● Extrait du texte
La bataille spatiale qui s’en suit, si elle n’est guère équilibrée (les Ultramarines sont deux fois plus nombreux, sérieux, hargneux, farineux et bleus que leurs adversaires), permet à nos héros de relâcher la pression après tous ces mois à écouter les podcasts interminables du triumvirat de l’Imperium Secundus. Alors que les derniers vaisseaux renégats sont méthodiquement désintégrés par la froide fureur ultramarine, le cuirassé Gladiator profite de la confusion pour repartir en direction de Diavanos, et certainement pas pour une visite de politesse. Guilliman comprend que les World Eaters ont un petit creux, et que s’il n’intervient pas rapidement, la planète qu’il est venu sauver va s’en prendre plein la face. Mais arrivera-t-il à temps pour empêcher les fils d’Angron de commettre l’irréparable ?

Début spoiler…Après de multiples péripéties dans les coursives du Gladiator, que les World Eaters ont faites effondrer pour gêner la progression de leurs ennemis, Roboute et ses hommes (en grande partie des Destroyers, wink wink The Lord of Ultramar’) parviennent jusqu’à la salle des torpilles où les hérétiques se sont barricadés. La mêlée désespérée et surtout très sale qui s’ensuit tourne logiquement en faveur des surhommes en bleu, mais les World Eaters sont proches de réaliser leur objectif secret (faire péter une torpille à l’intérieur du vaisseau afin d’emporter Guilliman avec eux). Seule l’habilité du Grand Schtroumpf avec son combi-bolter customisé permet d’éviter la catastrophe, mais la victoire morale revient tout de même aux groupies d’Horus. Il est en effet trop tard pour prévenir le crash du Gladiator à la surface de Diavanos, et l’onde de choc qui s’en suit rase la capitale et dévaste une grande partie de la planète. Bien évidemment, les Ultramarines ont eu le temps de regagner leurs 22 avant que cette tragédie n’arrive, mais Guilliman finit la nouvelle avec le blues. Approprié, vous me direz.Fin spoiler

AVIS :

Vu le passif peu glorieux de David Annandale avec la XIIIème Légion (‘Lord of Ultramar’…), j’ai attaqué cette nouvelle dans un état d’esprit assez peu favorable à cette dernière, et j’ai été surpris de constater que cet ‘Atonement of Fire’ tenait tout à fait la route. Nous sommes en présence d’un court format siglé HH de facture assez classique (un peu de réflexion, beaucoup d’action, et en bonus une belle tranche de Primarque), mais débarrassé de tous les défauts que l’on pouvait trouver dans les autres soumissions de notre homme (personnages stupides/inintéressants, intrigue bancale, rythme chaotique)1. Ça pourrait et devrait être considéré comme le strict minimum, mais nous savons tous que la BL ne croit pas dans des concepts aussi restrictifs que le contrôle qualité. Enfin, pas tout le temps.

● Données affichées
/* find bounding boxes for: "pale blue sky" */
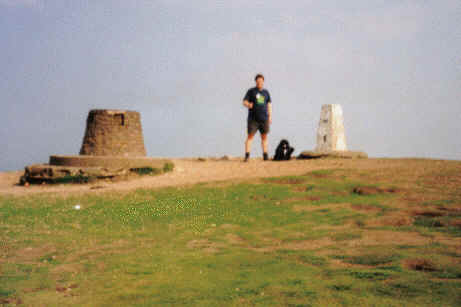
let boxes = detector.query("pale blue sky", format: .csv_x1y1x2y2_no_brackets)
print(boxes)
0,0,461,170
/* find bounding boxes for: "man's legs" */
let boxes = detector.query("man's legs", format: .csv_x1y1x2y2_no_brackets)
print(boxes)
245,133,255,153
261,133,269,160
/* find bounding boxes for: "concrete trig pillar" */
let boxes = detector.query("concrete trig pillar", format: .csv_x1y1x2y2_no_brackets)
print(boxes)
315,104,347,152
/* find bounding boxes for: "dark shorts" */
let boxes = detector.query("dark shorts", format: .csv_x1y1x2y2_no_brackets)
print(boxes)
247,119,269,134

● Consignes
(1) Disposez en liste numérotée toutes les lignes des entrées de détection de cadres, sans les lignes vides, s'il vous plaît. N'incluez pas les images dans votre réponse.
(2) Reprenez la critique de ‘Atonement of Fire’ et poursuivez-la après sa dernière phrase.
La critique et les entrées n'ont aucun lien entre elles.

● Réponses par consigne
(1)
1. /* find bounding boxes for: "pale blue sky" */
2. let boxes = detector.query("pale blue sky", format: .csv_x1y1x2y2_no_brackets)
3. print(boxes)
4. 0,0,461,170
5. /* find bounding boxes for: "man's legs" */
6. let boxes = detector.query("man's legs", format: .csv_x1y1x2y2_no_brackets)
7. print(boxes)
8. 245,133,255,153
9. 261,133,269,160
10. /* find bounding boxes for: "concrete trig pillar" */
11. let boxes = detector.query("concrete trig pillar", format: .csv_x1y1x2y2_no_brackets)
12. print(boxes)
13. 315,104,347,152
14. /* find bounding boxes for: "dark shorts" */
15. let boxes = detector.query("dark shorts", format: .csv_x1y1x2y2_no_brackets)
16. print(boxes)
17. 247,119,269,134

(2)
Surtout, et c’est assez rare dans une publication de la Black Library (quel que soit la franchise ou l’auteur) pour le souligner, Annandale parvient à ménager un vrai suspens jusqu’au bout de son propos. Guilliman et ses Schtroumpfs destructeurs arriveront-ils à sauver Diavanos des déprédations suicidaires des World Eaters ? Même si la planète a été créée de toute pièce pour l’occasion, l’auteur arrive à nous intéresser à la conclusion de cet accrochage mineur de la fin de l’Hérésie en appuyant de façon intelligente sur les remords éprouvés par Guilliman au sujet de son Imperium Secondus et son besoin de se faire pardonner de ce petit caprice. Annandale nous ressert également la vieille rengaine du « I am never going to financially recover from this », 30K style, déjà bien exploitée par d’autres avant lui, mais qui fait toujours son petit effet quand utilisée à dessein, ce qui est le cas ici. Bref, une vraie bonne surprise pour ma part, et une des meilleures soumissions de David Annandale pour le compte de cette franchise, si vous demandez mon avis.

1 : On pourrait lui reprocher de ne toujours pas maîtriser les bases spatio-temporelles d’une bataille spatiale (exemple gratuit : la course poursuite entre l’Ultimus Mundi et le Gladiator ne semble durer que quelques minutes, alors qu’elle s’engage à proximité du point de Mandeville du système et se termine dans l’atmosphère d’une planète habitable (donc proche de son soleil), ce qui devrait prendre au bas mot quelques jours), mais dans mon infinie générosité, je passe l’éponge là-dessus.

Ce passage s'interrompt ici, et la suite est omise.